### TASK DESCRIPTION
From the records below, copy out each line that has the word "rope".

Recorded data:

# # # # #

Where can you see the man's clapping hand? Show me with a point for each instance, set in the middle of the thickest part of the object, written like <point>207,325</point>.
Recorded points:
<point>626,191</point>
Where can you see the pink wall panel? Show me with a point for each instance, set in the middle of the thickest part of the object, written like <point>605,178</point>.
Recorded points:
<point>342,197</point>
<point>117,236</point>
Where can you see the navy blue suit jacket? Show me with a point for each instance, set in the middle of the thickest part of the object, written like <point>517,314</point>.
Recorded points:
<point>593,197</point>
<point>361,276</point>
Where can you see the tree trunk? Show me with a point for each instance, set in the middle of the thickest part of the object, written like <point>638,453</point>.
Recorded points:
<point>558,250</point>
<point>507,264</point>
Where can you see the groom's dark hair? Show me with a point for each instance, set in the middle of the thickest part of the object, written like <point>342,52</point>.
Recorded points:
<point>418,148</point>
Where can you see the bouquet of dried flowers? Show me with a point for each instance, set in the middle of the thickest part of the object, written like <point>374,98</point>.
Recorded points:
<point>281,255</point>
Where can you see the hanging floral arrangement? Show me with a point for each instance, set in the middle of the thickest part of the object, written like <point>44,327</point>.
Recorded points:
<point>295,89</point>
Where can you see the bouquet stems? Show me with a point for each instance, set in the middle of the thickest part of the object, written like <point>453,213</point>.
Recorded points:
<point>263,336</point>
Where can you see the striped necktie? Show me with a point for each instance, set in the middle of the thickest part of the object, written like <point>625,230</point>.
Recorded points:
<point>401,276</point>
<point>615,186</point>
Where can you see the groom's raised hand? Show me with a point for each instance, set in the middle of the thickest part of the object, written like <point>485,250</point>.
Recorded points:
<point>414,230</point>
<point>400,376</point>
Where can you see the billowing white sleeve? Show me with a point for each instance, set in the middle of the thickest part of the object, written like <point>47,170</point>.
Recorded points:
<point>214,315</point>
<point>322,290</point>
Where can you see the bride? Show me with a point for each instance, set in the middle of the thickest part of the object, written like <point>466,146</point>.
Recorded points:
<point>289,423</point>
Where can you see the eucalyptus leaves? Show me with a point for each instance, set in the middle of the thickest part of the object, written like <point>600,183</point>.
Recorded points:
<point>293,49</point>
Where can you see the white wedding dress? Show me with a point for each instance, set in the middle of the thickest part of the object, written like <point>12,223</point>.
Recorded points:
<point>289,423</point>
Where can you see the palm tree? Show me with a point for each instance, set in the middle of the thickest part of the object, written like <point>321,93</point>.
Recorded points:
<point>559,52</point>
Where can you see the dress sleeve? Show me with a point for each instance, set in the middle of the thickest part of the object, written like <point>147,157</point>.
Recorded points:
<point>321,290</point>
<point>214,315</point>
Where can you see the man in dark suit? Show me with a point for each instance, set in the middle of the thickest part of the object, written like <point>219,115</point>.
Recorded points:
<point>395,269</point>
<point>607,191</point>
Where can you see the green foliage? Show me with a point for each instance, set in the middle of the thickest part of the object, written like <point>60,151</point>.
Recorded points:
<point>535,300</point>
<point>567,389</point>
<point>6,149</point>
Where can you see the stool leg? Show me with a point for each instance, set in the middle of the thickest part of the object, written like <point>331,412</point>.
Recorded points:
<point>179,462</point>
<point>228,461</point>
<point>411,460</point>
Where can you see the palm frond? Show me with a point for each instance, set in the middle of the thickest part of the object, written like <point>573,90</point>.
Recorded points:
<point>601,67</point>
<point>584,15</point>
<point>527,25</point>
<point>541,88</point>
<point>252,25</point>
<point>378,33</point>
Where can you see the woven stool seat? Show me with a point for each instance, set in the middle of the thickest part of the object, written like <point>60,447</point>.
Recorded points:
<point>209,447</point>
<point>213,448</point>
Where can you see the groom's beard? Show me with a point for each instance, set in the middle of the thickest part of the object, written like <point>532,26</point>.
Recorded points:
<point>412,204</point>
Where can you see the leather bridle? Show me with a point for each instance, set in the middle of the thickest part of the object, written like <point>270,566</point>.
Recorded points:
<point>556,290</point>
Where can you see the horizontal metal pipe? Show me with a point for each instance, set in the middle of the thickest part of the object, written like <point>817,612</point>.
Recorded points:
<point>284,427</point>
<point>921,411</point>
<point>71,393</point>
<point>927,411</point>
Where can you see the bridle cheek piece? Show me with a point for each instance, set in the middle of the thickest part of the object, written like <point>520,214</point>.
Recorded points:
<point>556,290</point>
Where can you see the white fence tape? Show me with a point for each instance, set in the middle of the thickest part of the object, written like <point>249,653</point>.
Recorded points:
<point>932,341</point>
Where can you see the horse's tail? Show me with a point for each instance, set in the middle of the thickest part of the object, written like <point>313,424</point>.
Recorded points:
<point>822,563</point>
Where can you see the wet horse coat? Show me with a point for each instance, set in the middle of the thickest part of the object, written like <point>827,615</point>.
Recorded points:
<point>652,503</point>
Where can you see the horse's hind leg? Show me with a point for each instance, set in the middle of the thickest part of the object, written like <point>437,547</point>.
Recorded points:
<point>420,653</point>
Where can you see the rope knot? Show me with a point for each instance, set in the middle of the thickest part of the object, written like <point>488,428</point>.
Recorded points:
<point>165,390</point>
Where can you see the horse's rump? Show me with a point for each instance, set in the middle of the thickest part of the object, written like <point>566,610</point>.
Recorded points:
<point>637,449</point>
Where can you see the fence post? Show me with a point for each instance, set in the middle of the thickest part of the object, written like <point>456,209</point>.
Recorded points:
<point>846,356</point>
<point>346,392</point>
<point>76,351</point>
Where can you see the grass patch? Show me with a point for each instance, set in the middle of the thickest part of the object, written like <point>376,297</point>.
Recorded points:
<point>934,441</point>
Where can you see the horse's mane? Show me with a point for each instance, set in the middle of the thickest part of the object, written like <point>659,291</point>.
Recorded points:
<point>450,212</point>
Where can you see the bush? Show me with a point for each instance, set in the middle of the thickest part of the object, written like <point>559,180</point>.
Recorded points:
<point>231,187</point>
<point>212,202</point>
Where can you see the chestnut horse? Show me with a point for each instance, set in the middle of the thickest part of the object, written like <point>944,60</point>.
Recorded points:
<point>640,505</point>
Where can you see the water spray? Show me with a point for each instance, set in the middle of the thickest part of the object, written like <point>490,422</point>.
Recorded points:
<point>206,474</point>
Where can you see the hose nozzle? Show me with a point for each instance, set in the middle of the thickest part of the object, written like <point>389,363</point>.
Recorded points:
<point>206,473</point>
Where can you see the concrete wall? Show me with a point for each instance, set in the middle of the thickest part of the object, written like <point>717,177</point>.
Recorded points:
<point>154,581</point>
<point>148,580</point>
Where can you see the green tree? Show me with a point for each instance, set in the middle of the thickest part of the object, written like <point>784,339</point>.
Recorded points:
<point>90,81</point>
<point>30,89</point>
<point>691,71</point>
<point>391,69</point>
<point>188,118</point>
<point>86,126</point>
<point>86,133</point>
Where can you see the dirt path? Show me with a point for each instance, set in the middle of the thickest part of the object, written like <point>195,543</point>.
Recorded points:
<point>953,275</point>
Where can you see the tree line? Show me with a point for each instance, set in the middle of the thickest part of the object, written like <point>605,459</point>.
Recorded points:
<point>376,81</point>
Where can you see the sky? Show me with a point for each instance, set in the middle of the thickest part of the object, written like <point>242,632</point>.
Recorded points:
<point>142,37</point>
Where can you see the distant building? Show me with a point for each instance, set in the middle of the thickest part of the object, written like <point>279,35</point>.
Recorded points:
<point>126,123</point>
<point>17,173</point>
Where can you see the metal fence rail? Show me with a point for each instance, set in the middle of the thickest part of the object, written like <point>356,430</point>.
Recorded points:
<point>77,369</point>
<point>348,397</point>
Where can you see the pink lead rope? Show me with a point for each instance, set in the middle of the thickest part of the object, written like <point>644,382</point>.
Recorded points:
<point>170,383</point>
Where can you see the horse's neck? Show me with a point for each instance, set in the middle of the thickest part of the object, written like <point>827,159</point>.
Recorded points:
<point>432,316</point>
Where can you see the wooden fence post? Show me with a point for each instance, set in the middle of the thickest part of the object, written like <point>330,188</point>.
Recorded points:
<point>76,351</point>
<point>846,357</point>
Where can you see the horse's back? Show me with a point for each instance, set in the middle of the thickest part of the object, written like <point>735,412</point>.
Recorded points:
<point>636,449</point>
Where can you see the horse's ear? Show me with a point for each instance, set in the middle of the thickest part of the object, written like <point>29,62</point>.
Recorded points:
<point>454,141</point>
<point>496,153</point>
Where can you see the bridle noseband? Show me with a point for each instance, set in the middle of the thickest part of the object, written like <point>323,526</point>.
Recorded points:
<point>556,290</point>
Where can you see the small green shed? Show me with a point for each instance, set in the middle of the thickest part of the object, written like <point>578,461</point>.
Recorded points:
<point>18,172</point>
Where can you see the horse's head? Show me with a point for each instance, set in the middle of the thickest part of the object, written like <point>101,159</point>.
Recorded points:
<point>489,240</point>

# # # # #

### ANSWER BOX
Where can you see the rope knot? Show me with a point for each instance, set in the middle of the thickest part of the object, written like <point>488,428</point>.
Where can you see the pink lead rope? Show me with a point for each instance, set in the middle of the thickest part of the object, written like <point>644,382</point>.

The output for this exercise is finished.